Action item:
Up to and including the line with "Target: white race suit", restate every line of the records below word for word, from the first line on, leaving out the pictures.

Source information:
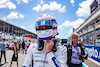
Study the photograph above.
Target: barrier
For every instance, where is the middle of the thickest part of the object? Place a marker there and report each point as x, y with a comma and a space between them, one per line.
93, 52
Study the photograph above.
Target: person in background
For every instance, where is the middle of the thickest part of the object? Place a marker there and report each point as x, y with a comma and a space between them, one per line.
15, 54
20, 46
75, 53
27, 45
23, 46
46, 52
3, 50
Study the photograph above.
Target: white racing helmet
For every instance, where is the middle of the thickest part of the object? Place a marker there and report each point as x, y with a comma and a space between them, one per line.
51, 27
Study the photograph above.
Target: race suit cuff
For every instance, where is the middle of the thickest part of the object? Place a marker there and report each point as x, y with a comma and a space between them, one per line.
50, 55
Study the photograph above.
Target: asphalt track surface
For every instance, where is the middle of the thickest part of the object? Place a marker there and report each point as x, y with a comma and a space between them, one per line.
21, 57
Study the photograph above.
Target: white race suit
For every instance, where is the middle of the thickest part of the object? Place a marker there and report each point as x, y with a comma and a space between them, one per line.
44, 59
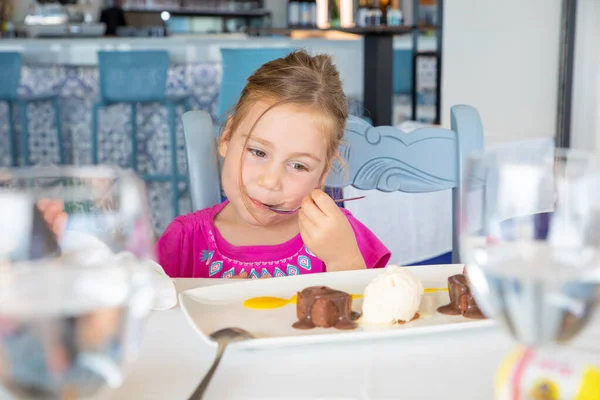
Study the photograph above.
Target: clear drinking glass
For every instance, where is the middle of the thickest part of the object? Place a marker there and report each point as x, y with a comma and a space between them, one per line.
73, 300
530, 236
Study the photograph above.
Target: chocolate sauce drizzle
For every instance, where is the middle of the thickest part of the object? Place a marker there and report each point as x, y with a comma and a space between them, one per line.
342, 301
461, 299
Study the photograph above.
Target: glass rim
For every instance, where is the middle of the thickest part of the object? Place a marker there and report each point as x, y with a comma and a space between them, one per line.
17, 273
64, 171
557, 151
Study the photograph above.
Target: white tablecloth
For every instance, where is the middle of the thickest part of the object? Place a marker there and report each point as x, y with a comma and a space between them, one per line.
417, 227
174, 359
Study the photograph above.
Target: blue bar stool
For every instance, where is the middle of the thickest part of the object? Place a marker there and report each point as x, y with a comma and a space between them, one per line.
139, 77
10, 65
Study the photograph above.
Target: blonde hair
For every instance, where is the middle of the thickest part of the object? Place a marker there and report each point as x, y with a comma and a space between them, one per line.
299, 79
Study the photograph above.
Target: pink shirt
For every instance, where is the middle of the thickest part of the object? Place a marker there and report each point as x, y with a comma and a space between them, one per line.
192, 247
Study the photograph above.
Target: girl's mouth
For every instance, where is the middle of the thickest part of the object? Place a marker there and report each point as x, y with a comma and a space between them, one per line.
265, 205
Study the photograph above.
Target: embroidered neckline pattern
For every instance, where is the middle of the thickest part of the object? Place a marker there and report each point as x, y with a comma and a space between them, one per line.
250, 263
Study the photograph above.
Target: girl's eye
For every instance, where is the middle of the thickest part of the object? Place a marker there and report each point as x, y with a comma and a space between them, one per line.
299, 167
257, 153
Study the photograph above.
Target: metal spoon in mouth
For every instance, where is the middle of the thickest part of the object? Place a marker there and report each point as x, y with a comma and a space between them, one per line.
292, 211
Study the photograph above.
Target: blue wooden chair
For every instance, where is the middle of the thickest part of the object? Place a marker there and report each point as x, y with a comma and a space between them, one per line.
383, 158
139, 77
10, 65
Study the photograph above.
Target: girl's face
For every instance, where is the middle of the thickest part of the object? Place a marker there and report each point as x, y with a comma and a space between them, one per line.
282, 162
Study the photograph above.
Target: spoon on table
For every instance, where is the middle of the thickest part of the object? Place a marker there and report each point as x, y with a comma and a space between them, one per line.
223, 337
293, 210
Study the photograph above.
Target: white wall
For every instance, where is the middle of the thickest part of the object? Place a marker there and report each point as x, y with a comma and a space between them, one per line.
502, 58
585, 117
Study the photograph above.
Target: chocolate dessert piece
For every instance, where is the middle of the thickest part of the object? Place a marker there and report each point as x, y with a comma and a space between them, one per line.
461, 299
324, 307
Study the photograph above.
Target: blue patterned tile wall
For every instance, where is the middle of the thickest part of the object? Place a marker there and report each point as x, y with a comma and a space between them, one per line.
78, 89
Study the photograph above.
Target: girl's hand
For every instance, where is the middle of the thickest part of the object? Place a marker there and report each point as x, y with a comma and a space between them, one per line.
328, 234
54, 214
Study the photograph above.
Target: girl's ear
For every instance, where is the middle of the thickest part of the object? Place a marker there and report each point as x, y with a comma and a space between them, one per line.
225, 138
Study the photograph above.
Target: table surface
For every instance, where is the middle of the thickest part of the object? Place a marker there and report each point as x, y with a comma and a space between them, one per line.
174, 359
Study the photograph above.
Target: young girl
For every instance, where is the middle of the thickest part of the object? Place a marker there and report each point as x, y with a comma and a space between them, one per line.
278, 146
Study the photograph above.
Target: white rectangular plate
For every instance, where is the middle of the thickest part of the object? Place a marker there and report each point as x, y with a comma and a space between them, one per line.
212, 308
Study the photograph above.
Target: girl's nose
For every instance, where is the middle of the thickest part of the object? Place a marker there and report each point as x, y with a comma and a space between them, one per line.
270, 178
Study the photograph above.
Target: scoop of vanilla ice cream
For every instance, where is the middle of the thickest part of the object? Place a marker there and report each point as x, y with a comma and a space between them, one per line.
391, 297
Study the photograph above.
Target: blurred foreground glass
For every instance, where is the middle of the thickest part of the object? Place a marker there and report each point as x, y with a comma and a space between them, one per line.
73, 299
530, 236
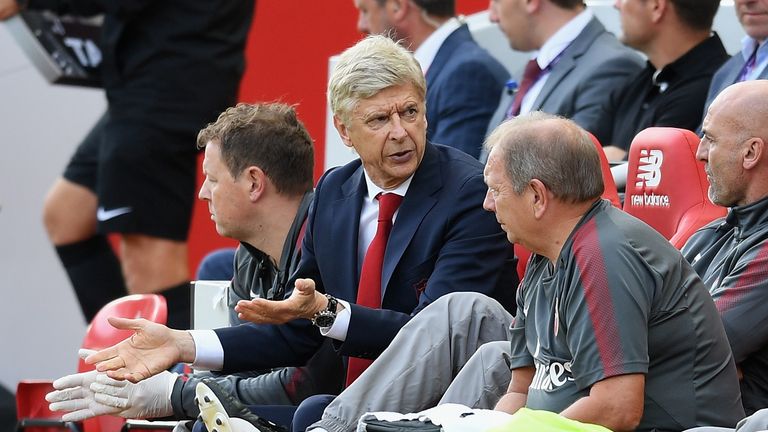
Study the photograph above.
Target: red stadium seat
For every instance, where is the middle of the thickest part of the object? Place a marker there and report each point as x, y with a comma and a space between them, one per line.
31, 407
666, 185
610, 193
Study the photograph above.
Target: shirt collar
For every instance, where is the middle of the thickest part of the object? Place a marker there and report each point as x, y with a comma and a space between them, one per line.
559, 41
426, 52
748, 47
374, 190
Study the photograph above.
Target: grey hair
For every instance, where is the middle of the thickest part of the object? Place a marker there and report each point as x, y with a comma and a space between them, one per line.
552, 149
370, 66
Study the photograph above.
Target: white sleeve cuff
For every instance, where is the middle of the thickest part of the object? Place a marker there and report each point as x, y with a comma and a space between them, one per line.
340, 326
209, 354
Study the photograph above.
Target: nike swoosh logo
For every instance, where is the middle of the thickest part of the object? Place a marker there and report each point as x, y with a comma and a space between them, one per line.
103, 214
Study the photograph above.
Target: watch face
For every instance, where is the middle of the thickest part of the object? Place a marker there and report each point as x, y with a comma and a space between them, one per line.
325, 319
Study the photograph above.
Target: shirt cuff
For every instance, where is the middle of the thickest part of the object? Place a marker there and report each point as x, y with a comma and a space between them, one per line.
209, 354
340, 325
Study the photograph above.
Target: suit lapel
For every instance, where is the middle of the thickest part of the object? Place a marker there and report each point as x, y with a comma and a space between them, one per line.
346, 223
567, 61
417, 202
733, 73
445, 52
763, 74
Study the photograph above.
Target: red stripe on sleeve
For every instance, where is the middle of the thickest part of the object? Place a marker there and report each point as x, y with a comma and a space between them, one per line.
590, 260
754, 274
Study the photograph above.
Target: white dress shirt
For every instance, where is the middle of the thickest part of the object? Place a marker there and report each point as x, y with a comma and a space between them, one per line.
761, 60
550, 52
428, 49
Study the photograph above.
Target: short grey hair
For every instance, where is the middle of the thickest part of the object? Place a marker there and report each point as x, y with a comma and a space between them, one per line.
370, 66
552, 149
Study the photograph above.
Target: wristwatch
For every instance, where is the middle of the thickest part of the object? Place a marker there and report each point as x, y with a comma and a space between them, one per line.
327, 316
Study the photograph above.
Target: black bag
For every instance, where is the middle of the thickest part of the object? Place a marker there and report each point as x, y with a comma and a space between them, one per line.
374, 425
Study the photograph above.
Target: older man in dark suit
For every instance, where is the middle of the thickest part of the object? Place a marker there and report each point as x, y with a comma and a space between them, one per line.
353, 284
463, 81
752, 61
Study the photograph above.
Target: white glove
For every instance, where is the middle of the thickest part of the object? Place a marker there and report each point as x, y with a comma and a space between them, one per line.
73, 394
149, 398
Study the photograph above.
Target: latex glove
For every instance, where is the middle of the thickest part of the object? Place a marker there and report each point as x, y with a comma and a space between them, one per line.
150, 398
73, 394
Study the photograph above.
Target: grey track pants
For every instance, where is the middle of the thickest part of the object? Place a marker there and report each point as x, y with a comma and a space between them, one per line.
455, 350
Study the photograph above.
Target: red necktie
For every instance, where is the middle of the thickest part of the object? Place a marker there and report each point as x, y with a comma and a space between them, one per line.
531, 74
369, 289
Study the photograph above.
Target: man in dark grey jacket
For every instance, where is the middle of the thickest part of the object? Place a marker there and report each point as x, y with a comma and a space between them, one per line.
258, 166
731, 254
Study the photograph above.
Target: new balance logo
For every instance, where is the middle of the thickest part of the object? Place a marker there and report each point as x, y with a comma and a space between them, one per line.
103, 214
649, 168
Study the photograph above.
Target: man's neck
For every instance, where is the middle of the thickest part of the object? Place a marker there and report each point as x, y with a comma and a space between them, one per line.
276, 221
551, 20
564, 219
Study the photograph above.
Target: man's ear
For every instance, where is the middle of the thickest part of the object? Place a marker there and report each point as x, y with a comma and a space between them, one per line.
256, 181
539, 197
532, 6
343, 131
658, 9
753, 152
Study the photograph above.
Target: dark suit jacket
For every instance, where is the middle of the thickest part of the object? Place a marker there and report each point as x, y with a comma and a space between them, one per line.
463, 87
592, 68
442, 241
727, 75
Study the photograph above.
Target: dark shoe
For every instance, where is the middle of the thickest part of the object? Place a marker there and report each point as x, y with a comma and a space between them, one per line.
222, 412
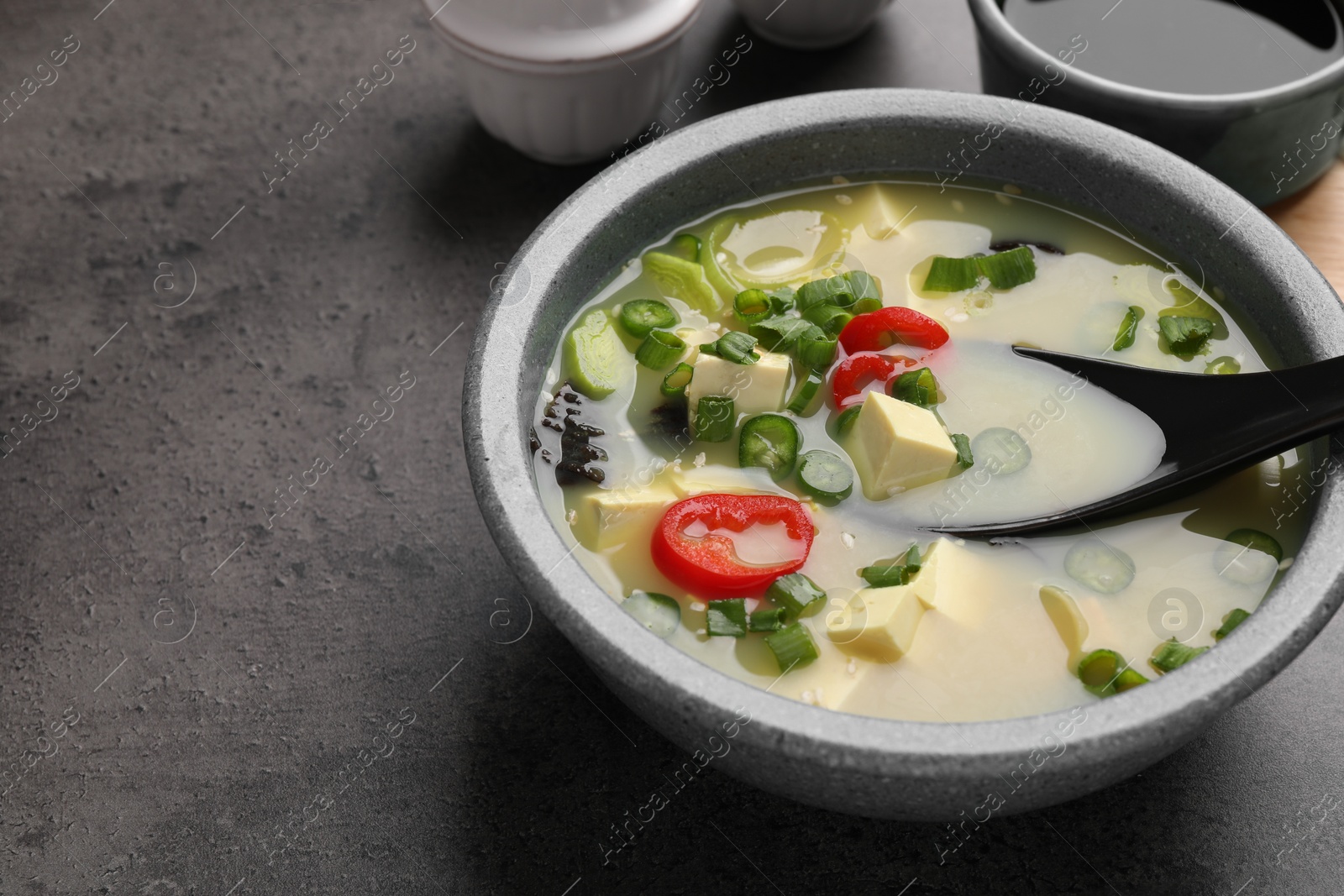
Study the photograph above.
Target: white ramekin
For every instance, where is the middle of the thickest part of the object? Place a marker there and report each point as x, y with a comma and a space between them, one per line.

Final answer:
Study the photograph above.
Target: barrier
For every instance, where is the middle of the thickest part of the object? Place a marker there and report each point as x, y with a comma and a space between them, one per line.
93, 52
Study the photograph above.
Target: person in background
For every instance, where is the middle of the thickest part of the object? Place a marker there and report each point as x, y with a comma and a space between them, one per line.
15, 54
20, 46
75, 53
27, 45
23, 46
46, 52
3, 50
Study the photograph above.
Target: white racing helmet
For every instance, where is the middle of the thickest part of the object? Place a marker there and report each point as x, y with a comma and a space between them, one per line.
51, 27
Study the photograph above.
Target: race suit cuff
For every instance, where is the middle of the thickest part of the object? Place a marker there and report each point as x, y with a comma and a space between them, one per line.
50, 55
Study the photograph above.
Target: asphalt track surface
For every instance, where is the middle of the thickest part of the object? Place a marker there and report each point as x, y with a comma and a space between them, one per line.
21, 57
Study the photograph above.
Target: white race suit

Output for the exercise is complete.